[Stored entries]
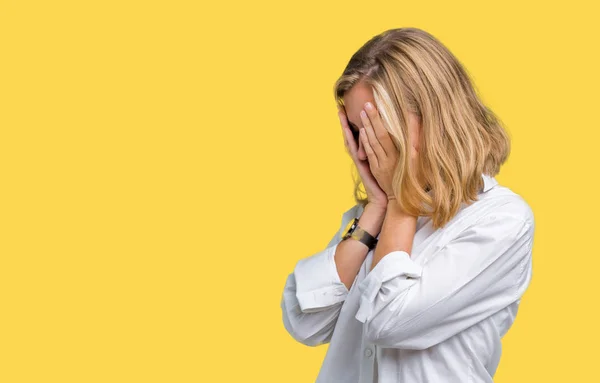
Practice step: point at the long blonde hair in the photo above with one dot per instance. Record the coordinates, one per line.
(409, 70)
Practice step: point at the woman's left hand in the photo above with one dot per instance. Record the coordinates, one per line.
(381, 151)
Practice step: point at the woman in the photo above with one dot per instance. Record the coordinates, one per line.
(429, 278)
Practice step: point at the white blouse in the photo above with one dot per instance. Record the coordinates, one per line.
(436, 315)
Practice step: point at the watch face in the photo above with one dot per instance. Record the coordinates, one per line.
(349, 226)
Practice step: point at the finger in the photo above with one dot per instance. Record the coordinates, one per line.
(348, 138)
(383, 136)
(370, 133)
(368, 149)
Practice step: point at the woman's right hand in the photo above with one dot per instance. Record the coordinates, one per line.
(375, 194)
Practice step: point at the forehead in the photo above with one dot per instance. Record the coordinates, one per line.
(354, 101)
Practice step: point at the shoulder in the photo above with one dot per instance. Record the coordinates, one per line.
(508, 203)
(507, 210)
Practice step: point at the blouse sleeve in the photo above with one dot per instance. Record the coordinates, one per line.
(314, 293)
(485, 269)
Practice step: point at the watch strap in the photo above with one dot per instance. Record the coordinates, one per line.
(361, 235)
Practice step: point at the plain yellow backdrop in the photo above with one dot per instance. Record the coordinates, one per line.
(164, 165)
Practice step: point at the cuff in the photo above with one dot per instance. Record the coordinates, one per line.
(318, 284)
(396, 264)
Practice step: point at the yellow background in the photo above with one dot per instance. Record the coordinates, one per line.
(164, 165)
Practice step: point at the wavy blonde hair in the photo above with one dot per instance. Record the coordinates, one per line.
(409, 70)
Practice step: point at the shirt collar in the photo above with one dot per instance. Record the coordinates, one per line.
(488, 182)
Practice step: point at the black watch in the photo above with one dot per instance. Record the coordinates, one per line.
(360, 234)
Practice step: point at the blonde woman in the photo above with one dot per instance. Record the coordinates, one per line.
(425, 274)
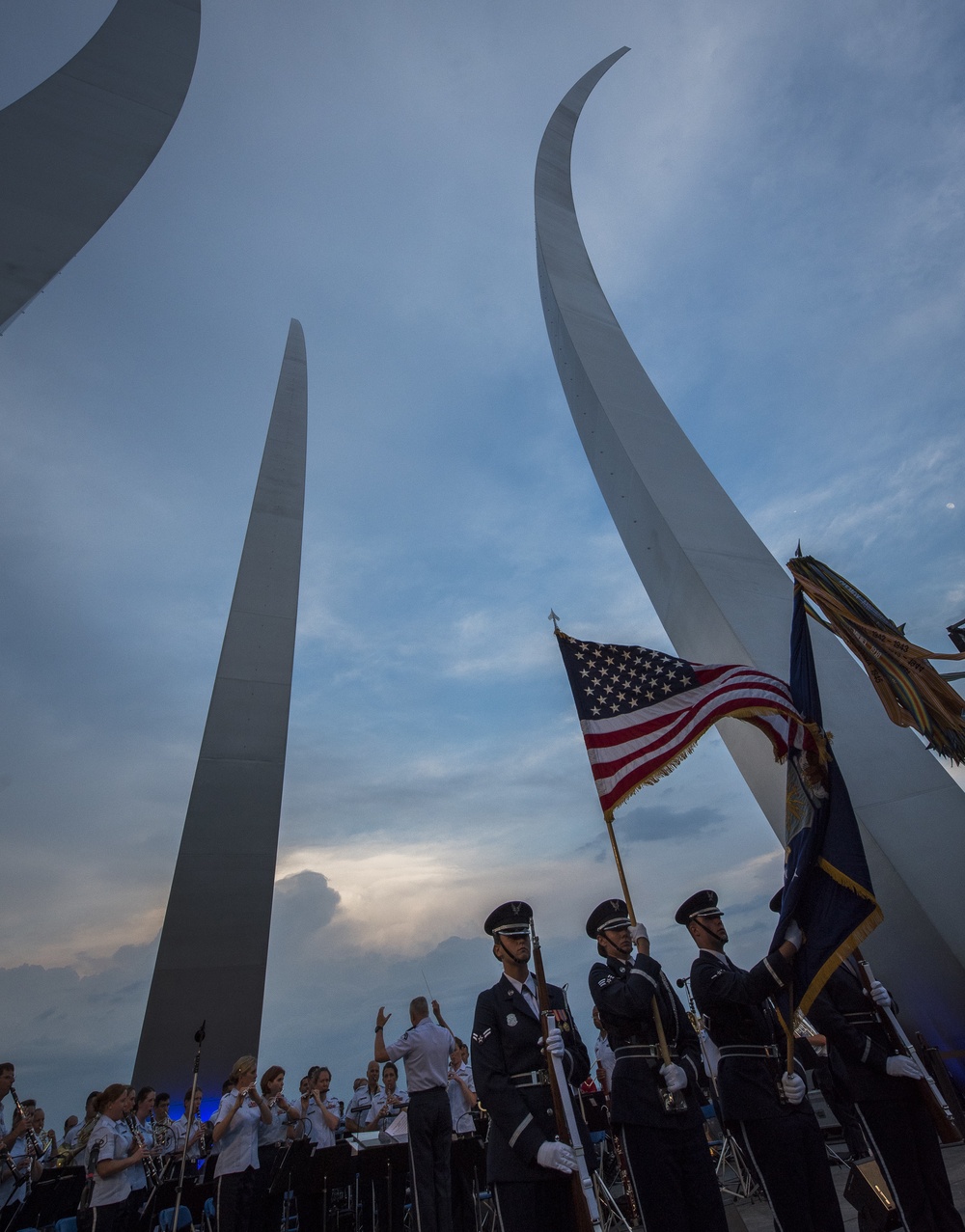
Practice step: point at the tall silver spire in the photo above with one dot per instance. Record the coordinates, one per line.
(213, 945)
(74, 147)
(723, 597)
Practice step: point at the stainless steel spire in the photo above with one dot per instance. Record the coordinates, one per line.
(213, 945)
(723, 597)
(75, 146)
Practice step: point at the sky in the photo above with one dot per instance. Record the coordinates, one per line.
(772, 196)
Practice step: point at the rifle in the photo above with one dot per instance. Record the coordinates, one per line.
(938, 1109)
(585, 1196)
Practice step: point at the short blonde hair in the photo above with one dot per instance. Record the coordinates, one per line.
(239, 1067)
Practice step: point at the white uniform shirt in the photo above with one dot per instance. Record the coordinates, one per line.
(378, 1103)
(360, 1106)
(270, 1135)
(179, 1128)
(426, 1049)
(458, 1106)
(110, 1144)
(316, 1129)
(239, 1141)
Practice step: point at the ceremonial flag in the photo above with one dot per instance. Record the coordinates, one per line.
(643, 711)
(826, 884)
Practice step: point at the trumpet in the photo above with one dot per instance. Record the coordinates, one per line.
(34, 1142)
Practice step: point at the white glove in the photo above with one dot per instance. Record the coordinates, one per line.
(794, 934)
(675, 1077)
(555, 1045)
(902, 1067)
(879, 995)
(556, 1155)
(794, 1088)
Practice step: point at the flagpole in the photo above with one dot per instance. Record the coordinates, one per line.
(621, 875)
(789, 1027)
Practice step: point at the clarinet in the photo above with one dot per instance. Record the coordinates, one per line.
(151, 1168)
(34, 1142)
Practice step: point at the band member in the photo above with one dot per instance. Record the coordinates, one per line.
(763, 1106)
(284, 1114)
(390, 1102)
(656, 1108)
(190, 1122)
(526, 1165)
(320, 1110)
(269, 1206)
(110, 1159)
(884, 1085)
(142, 1134)
(462, 1098)
(360, 1106)
(235, 1128)
(75, 1138)
(21, 1166)
(426, 1049)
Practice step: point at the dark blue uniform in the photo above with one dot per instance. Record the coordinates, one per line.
(783, 1139)
(666, 1151)
(893, 1115)
(510, 1068)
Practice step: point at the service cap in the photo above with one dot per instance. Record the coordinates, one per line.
(703, 902)
(510, 919)
(610, 915)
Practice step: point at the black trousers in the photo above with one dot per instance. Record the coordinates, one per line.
(234, 1199)
(673, 1178)
(102, 1218)
(905, 1143)
(546, 1206)
(430, 1146)
(787, 1153)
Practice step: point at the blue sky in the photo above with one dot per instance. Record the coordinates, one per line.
(772, 197)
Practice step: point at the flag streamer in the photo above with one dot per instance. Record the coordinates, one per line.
(911, 690)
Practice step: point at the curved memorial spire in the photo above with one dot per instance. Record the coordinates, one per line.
(75, 146)
(213, 945)
(723, 597)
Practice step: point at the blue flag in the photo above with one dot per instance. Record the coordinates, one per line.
(827, 888)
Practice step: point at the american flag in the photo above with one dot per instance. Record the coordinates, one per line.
(643, 711)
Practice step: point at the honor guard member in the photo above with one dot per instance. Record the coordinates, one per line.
(654, 1108)
(761, 1104)
(426, 1049)
(526, 1165)
(884, 1085)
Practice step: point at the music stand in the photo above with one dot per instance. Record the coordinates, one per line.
(314, 1179)
(51, 1199)
(383, 1170)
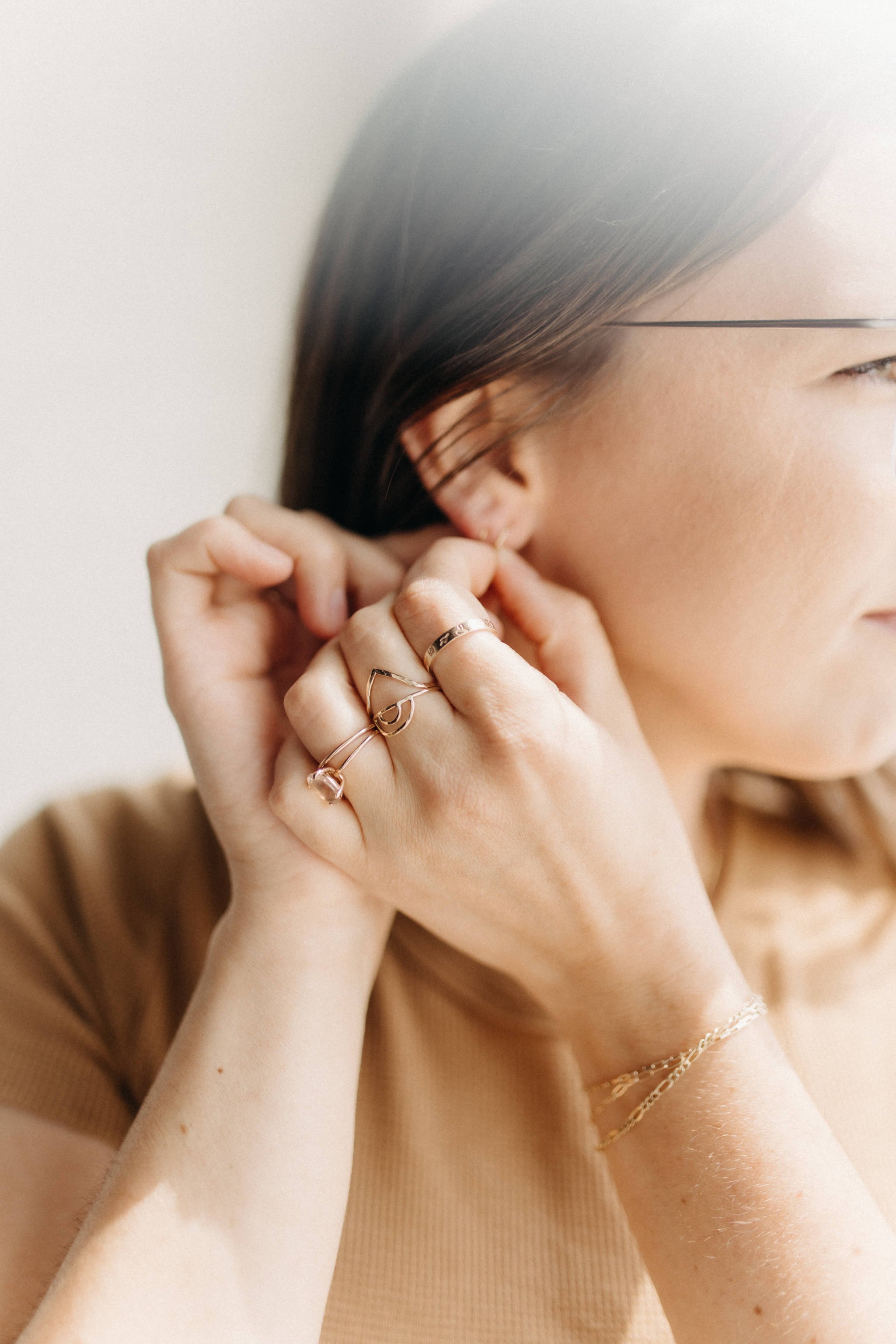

Required task
Reproduce the data word for word, starting with the line that contains "Practice step: point at the curved" and continuing through the end of the data, both ends included. Leave out the pictures.

Final result
Practice step: point at the curved memorial spire in the photo above with one dot per instance. Record the coordinates, one per line.
(75, 146)
(213, 945)
(723, 597)
Practice step: point at the blue flag in the photo above with one dot per instance. Record the coordinates, one per line.
(827, 888)
Practice step: point at the american flag in the photo above with one dot per instance. Record the coordinates, one per line.
(643, 711)
Practice step: point at the honor guard member in the photo above with one dot per instance. Record the coordinates, one per line.
(654, 1108)
(761, 1104)
(426, 1049)
(526, 1165)
(884, 1085)
Practice step: point at the music stand in the photo above with one dot per instance. Record the coordinates, one per line.
(314, 1179)
(51, 1199)
(383, 1170)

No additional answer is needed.